• WHAT IS EXPECTED
Write out exactly the lines from the one containing "Where can you spot the deer neck?" through the last line of the records below, including both.

• DATASET CONTENT

-- -- --

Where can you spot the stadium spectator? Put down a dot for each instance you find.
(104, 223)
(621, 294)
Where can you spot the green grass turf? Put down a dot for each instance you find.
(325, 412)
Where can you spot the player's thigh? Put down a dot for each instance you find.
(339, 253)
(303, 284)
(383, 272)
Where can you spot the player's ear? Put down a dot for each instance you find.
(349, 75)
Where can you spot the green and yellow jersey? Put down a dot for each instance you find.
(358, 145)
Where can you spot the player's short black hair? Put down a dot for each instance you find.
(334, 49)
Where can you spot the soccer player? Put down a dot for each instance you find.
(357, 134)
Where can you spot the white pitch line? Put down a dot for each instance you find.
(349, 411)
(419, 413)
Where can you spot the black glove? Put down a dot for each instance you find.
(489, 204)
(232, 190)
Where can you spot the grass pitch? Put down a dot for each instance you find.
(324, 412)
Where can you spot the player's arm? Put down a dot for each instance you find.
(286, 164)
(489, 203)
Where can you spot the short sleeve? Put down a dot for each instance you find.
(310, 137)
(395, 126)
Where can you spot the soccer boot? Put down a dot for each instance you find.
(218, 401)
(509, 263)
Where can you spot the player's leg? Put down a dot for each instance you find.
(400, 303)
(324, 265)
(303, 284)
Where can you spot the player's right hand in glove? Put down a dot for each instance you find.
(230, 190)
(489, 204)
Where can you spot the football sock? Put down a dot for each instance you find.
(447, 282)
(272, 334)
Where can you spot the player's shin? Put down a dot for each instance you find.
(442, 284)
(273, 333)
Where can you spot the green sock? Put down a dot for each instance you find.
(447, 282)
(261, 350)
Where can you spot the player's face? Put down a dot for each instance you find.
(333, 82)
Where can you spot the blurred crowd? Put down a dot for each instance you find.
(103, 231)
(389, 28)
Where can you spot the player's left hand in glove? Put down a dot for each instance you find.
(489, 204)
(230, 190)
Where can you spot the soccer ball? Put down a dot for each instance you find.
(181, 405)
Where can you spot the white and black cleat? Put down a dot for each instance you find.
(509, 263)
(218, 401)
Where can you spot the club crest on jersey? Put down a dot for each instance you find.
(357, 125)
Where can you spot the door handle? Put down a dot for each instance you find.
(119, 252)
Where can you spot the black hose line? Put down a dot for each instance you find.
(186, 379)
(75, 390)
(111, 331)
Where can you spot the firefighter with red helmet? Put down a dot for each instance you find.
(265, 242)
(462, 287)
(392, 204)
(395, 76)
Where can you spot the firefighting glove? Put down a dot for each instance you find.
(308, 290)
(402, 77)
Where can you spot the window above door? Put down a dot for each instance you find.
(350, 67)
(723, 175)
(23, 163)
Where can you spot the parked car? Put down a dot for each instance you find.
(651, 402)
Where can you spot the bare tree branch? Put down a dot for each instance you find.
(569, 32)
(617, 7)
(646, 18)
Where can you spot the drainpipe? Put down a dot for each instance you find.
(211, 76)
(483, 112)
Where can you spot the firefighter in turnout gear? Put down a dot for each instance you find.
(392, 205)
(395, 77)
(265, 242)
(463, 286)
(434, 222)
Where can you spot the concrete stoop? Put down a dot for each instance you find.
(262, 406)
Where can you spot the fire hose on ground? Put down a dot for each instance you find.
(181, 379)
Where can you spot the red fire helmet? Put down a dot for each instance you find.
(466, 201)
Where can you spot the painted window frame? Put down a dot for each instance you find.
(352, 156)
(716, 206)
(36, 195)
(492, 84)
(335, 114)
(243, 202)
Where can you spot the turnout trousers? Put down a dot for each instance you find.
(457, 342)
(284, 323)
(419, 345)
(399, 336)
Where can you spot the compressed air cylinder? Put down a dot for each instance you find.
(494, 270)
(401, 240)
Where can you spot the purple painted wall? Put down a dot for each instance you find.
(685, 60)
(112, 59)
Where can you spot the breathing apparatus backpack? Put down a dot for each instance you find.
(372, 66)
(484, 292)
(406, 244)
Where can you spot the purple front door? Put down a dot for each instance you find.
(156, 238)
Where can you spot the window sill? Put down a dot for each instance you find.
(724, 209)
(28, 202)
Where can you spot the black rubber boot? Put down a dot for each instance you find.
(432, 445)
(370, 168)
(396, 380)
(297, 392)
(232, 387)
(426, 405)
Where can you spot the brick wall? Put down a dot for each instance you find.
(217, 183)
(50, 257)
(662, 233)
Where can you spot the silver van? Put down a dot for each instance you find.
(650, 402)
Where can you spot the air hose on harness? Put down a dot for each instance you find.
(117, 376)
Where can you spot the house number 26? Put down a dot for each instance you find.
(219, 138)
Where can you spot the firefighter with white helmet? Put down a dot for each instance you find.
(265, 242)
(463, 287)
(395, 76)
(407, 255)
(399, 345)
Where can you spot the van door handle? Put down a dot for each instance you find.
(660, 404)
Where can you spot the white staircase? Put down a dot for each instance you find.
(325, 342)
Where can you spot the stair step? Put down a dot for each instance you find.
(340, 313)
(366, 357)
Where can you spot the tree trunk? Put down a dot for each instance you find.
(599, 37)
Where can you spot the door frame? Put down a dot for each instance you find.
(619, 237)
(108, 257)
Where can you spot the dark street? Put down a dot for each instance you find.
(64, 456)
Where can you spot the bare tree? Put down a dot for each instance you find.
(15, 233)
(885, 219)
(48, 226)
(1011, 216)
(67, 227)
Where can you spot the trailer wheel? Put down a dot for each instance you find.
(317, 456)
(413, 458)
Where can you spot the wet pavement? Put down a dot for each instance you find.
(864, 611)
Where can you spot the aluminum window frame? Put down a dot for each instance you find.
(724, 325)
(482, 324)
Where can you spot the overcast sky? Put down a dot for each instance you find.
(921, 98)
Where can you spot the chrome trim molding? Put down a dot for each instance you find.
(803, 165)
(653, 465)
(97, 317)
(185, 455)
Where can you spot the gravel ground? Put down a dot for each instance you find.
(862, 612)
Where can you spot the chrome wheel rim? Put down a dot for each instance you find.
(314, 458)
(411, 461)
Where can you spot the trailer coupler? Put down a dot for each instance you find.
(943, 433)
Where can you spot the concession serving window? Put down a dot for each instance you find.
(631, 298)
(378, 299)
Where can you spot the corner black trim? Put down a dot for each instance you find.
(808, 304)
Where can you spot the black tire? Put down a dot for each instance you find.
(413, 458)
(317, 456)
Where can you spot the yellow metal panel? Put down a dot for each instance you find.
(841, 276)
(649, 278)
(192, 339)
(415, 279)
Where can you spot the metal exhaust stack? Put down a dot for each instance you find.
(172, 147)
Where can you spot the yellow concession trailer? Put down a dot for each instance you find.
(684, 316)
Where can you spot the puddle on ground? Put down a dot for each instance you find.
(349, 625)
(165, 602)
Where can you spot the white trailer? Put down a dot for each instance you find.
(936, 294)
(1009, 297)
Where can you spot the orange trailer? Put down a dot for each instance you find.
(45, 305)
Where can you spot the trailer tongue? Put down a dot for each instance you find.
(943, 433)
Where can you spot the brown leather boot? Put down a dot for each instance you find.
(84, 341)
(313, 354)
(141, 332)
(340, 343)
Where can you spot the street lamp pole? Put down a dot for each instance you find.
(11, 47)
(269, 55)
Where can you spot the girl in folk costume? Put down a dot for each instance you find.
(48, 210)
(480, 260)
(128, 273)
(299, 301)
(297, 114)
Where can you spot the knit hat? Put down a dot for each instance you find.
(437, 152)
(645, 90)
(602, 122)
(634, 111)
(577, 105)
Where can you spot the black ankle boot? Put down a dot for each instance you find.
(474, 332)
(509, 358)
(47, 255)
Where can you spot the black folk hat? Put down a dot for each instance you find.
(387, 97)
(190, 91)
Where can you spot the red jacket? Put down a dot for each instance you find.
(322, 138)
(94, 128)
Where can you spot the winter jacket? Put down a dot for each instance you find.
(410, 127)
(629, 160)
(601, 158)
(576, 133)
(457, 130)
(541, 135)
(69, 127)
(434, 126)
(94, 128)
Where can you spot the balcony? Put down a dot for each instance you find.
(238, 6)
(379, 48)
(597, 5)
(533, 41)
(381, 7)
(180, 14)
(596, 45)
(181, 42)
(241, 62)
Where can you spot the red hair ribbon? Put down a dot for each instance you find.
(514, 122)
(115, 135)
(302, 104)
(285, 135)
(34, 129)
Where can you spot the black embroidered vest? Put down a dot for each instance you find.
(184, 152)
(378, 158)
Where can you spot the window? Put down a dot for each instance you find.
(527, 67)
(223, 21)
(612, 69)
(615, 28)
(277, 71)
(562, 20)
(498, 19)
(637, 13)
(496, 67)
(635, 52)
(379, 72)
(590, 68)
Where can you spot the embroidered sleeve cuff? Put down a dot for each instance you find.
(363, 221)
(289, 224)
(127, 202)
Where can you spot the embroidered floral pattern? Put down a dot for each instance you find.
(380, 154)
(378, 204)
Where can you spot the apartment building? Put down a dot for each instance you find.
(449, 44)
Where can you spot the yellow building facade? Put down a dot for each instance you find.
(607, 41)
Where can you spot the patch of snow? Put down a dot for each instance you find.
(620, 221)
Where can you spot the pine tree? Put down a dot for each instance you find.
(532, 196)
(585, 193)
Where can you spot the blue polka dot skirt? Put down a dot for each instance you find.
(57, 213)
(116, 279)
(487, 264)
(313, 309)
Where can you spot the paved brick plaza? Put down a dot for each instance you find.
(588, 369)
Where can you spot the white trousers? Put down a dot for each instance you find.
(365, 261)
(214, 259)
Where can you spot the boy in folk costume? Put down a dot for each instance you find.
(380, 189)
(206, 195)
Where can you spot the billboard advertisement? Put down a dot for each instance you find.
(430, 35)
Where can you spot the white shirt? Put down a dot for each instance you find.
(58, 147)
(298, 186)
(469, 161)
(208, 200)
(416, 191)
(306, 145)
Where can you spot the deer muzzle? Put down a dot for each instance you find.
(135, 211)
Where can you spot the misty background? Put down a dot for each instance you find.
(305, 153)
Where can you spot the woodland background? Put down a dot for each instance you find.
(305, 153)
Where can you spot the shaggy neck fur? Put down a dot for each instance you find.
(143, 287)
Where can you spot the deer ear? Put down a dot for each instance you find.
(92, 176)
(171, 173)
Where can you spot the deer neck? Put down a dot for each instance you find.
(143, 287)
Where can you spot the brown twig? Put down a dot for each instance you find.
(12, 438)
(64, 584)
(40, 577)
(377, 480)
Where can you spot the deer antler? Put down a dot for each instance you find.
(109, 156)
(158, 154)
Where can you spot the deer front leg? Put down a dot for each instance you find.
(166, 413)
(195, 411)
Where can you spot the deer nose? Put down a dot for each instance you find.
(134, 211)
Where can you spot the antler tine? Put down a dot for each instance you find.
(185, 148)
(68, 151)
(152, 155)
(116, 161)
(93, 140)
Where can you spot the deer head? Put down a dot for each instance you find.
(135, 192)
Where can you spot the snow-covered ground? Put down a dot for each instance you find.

-- -- --

• RESULT OF THE TASK
Where can you spot the deer neck? Put down a dot for each instance you find.
(143, 287)
Where can you spot the brown twig? Put down a dot for each instance you find.
(12, 438)
(64, 584)
(40, 577)
(377, 480)
Where can you spot the deer antler? Put down a dot for each instance you find.
(109, 156)
(158, 154)
Where can you spot the deer front leg? Put down a dot for each instance you find.
(166, 413)
(195, 411)
Where can you spot the deer nose? Put down a dot for each instance you find.
(134, 211)
Where can you spot the antler tine? Put down a dot for each instance you find.
(185, 148)
(68, 151)
(152, 155)
(116, 161)
(93, 140)
Where can you spot the deer head? Put down a dot for each instance you find.
(135, 192)
Where can you spot the snow-covered ground? Put down a dot for each instance you find.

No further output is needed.